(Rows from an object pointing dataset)
-.-.-
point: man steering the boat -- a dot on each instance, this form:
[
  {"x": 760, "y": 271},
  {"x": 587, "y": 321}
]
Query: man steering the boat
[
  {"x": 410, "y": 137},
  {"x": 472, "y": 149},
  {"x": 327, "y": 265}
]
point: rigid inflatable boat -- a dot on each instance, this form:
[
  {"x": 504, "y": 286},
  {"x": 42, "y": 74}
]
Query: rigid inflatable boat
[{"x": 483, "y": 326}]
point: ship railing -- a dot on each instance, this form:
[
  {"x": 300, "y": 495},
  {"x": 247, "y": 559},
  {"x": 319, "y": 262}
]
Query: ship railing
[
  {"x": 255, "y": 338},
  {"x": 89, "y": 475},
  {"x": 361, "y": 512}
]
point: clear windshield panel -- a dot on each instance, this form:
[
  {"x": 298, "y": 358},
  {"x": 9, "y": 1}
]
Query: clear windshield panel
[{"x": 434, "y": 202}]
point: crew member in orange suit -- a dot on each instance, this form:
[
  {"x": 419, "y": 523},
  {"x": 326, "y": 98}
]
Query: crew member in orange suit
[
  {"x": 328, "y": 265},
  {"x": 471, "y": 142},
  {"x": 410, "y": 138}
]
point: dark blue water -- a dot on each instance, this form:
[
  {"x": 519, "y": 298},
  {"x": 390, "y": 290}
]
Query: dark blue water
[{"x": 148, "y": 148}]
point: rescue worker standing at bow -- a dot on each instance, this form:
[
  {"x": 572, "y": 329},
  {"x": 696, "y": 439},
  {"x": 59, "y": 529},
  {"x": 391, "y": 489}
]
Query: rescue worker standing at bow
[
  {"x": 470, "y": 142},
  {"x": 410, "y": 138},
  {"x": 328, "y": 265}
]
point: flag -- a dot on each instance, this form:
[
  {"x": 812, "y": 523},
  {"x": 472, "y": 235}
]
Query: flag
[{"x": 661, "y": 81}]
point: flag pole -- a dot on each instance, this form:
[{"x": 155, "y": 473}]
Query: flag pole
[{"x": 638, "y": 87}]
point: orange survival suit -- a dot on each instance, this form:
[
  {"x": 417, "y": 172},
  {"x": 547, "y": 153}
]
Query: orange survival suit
-.-.-
* _THE EXERCISE_: Copy out the lines of the items from the one containing "point: flag pole" through the last line of the items, inclusive.

* _THE RESULT_:
point: flag pole -- a dot on each instance, this form:
[{"x": 155, "y": 473}]
Query: flag pole
[{"x": 638, "y": 87}]
point: orange survival suit -- a dot on each instance, this form:
[
  {"x": 417, "y": 172},
  {"x": 547, "y": 153}
]
Query: orange survival suit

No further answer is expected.